### DOCUMENT SECTION
════

Zeluf, Galit; Dhejne, Cecilia; Orre, Carolina; Nilunger Mannheimer, Louise; Deogan, Charlotte; Höijer, Jonas; Ekéus Thorson, Anna.
BMC Public Health; 16: 903, 2016 08 30.
Artigo em Inglês | MEDLINE | ID: mdl-27576455


Swedish research concerning the general health of trans people is scarce. Despite the diversity of the group, most Swedish research has focused on gender dysphoric people seeking medical help for their gender incongruence, or on outcomes after medical gender-confirming interventions. This paper examines self-rated health, self-reported disability and quality of life among a diverse group of trans people including trans feminine, trans masculine, and gender nonbinary people (identifying with a gender in between male of female, or identify with neither of these genders) as well as people self-identifying as transvestites.


Participants were self-selected anonymously to a web-based survey conducted in 2014. Univariable and multivariable regression analyses were performed. Three backward selection regression models were conducted in order to identify significant variables for the outcomes self-rated health, self-reported disability and quality of life.

════

### RECORDED INFORMATION
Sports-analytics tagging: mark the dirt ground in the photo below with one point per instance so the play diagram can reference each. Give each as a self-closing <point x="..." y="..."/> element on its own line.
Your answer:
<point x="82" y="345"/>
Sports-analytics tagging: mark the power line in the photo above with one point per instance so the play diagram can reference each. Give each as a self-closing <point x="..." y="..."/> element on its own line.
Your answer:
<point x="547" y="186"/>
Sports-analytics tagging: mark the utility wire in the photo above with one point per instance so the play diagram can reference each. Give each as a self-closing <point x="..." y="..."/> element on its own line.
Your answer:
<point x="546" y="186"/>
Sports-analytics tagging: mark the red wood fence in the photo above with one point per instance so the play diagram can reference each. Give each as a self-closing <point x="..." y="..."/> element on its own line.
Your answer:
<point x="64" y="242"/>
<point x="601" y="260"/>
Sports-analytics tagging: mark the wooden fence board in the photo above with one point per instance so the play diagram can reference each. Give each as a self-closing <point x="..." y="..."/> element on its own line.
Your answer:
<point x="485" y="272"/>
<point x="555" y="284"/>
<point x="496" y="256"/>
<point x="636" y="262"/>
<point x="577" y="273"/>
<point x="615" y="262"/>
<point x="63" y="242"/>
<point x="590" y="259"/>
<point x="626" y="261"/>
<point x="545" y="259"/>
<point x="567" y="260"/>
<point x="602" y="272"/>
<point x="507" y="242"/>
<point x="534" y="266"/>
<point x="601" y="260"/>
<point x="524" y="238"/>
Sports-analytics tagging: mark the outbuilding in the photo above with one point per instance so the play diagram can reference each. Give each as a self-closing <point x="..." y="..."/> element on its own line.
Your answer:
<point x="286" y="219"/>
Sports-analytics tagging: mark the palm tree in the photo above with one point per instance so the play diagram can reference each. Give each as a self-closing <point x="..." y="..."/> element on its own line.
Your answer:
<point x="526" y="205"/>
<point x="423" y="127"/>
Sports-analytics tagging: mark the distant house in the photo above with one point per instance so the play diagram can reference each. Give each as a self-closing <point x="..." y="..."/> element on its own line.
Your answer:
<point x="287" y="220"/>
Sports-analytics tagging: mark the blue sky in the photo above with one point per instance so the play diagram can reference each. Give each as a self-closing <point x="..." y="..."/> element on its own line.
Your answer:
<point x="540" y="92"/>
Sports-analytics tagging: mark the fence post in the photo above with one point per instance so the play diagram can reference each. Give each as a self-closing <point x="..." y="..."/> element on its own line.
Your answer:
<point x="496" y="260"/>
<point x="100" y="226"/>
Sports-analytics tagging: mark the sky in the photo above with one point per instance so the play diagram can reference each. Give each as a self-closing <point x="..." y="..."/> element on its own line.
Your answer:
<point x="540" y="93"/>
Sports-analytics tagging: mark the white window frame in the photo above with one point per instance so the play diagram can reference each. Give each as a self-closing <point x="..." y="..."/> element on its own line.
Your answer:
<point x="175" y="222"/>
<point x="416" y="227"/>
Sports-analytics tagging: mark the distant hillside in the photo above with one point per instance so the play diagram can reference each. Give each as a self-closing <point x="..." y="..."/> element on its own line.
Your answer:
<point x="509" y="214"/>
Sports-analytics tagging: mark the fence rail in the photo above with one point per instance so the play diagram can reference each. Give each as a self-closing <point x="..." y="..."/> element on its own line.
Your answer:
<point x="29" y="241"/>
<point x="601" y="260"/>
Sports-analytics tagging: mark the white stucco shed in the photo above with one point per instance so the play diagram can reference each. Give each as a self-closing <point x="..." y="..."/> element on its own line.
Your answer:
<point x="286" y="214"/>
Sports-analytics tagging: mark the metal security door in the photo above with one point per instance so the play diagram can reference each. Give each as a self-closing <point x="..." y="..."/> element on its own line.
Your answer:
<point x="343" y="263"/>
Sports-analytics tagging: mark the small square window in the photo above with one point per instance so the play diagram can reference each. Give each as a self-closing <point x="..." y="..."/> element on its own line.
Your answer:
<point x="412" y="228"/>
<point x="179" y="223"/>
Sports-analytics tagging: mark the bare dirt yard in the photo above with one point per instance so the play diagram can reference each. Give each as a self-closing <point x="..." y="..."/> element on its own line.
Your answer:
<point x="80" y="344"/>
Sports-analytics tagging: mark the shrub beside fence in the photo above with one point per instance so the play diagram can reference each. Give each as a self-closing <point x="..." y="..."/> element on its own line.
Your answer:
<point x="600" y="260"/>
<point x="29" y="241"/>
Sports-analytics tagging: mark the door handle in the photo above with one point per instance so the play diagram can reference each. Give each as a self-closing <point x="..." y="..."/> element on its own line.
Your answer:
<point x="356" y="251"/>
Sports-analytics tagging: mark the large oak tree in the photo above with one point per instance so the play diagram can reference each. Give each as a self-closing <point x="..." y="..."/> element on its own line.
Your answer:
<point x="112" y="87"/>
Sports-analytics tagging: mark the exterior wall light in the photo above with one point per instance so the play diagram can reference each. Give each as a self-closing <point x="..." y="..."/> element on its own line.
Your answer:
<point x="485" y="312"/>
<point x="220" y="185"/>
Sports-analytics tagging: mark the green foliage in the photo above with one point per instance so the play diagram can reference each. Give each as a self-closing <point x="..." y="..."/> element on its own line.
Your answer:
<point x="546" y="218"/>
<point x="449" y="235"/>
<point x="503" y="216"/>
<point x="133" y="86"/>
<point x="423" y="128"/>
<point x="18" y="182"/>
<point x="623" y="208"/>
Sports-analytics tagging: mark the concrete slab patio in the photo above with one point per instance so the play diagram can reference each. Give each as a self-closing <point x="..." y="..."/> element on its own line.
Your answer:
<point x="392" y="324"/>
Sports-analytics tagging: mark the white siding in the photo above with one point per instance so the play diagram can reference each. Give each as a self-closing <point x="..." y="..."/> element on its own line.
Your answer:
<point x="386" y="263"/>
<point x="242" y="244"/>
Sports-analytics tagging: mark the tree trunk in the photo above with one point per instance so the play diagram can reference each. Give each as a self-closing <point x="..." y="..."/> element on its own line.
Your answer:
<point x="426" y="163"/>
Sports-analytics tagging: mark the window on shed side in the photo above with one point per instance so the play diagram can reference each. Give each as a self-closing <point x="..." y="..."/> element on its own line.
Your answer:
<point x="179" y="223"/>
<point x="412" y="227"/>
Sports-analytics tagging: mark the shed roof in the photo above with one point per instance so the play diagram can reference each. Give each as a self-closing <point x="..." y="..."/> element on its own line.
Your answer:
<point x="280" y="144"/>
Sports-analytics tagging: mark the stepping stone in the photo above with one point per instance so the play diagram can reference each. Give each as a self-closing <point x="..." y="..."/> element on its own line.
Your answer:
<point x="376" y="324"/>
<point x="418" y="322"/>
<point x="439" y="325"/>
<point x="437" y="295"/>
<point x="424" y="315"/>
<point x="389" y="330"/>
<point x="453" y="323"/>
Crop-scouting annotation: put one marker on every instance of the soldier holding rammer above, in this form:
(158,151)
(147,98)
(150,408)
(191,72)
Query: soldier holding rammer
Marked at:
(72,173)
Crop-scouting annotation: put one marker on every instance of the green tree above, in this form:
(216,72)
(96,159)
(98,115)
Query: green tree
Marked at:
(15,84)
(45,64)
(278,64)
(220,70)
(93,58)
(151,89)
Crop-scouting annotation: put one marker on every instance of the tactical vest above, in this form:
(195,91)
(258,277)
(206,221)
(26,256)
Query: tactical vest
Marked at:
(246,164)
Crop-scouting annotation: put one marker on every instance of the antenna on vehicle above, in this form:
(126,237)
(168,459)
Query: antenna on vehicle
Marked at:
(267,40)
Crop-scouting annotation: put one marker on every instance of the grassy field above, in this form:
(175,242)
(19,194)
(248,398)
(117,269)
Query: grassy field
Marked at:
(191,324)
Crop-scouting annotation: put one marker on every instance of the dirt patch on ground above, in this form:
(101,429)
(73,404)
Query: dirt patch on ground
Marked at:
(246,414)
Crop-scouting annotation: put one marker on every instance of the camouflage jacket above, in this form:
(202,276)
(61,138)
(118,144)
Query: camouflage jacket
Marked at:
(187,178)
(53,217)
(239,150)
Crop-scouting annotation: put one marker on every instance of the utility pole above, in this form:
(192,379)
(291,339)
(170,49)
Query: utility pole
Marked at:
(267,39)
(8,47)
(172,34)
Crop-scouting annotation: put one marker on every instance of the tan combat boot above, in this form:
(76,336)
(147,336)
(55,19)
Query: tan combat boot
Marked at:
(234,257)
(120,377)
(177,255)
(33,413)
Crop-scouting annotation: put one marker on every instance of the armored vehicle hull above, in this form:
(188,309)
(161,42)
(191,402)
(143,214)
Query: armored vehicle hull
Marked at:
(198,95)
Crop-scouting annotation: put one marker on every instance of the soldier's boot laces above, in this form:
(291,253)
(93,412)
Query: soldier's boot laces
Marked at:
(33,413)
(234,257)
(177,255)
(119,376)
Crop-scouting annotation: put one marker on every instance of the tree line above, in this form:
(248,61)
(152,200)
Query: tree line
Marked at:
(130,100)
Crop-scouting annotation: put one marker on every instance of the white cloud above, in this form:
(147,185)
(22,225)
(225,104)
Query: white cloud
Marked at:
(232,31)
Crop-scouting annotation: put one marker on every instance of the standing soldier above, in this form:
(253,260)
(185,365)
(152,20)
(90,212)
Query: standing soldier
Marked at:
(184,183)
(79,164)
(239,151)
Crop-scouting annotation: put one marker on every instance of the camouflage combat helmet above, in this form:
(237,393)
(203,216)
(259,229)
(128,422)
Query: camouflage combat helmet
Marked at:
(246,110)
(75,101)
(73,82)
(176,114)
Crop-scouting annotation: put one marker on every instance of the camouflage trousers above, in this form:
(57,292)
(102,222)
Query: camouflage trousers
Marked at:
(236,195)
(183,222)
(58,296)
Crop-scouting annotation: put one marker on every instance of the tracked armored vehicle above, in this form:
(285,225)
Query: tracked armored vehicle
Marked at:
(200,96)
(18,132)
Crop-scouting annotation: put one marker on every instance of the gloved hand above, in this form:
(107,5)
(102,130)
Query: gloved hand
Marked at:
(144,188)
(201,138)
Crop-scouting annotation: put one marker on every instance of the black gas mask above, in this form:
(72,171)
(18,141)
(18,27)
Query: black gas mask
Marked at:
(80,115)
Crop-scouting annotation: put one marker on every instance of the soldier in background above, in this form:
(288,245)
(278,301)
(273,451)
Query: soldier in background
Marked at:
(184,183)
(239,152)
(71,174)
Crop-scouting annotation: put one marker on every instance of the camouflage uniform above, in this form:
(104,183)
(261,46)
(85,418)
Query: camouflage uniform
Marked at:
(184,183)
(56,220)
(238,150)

════

### DIRECTIONS FOR THIS TASK
Please carry the abstract on the health of trans people in Sweden forward from its last sentence. The rows have nothing to do with this.

### EXERCISE ANSWER
Study participants included 796 individuals, between 15 and 94 years of age who live in Sweden. Respondents represented a heterogeneous group with regards to trans experience, with the majority being gender nonbinary (44 %), followed by trans masculine (24 %), trans feminine (19 %) and transvestites (14 %). A fifth of the respondents reported poor self-rated health, 53 % reported a disability and 44 % reported quality of life scores below the median cut-off value of 6 (out of 10). Nonbinary gender identity (adjusted Odds Ratio (aOR) = 2.19; 95 % CI: 1.24, 3.84), negative health care experiences (aOR = 1.92; 95 % CI: 1.26, 2.91) and not accessing legal gender recognition (aOR = 3.06; 95 % CI: 1.64, 5.72) were significant predictors for self-rated health. Being gender nonbinary (aOR = 2.18; 95 % CI: 1.35, 3.54) and history of negative health care experiences (aOR = 2.33; 95 % CI: 1.54, 3.52) were, in addition, associated with self-reported disability. Lastly, not accessing legal gender recognition (aOR = 0.32; 95 % CI: 0.17, 0.61) and history of negative health care experiences (aOR = 0.56; 95 % CI: 0.36, 0.88) were associated with lower quality of life.


The results of this study demonstrate that the general health of trans respondents is related to vulnerabilities that are unique for trans people in addition to other well-known health determinants.